**Activity**
Your answer should be one number, the count of lines in the records that carry the string "query".

**Record extracts**
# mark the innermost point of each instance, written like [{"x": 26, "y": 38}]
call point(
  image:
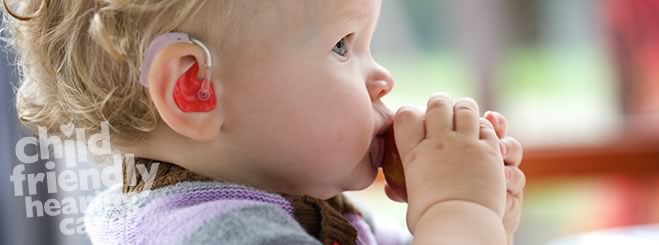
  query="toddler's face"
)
[{"x": 303, "y": 107}]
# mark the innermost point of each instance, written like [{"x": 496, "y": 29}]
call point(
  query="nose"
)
[{"x": 379, "y": 83}]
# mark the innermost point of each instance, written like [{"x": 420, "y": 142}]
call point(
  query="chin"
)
[{"x": 362, "y": 178}]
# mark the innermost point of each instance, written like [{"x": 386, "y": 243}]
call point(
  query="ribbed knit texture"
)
[{"x": 176, "y": 214}]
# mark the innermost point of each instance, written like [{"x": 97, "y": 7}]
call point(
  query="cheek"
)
[{"x": 305, "y": 117}]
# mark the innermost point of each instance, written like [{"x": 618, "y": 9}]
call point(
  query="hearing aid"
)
[{"x": 190, "y": 94}]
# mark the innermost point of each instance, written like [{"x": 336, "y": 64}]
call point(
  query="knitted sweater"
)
[{"x": 197, "y": 212}]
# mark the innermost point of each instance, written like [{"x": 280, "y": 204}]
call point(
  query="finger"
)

**Solution for this problem**
8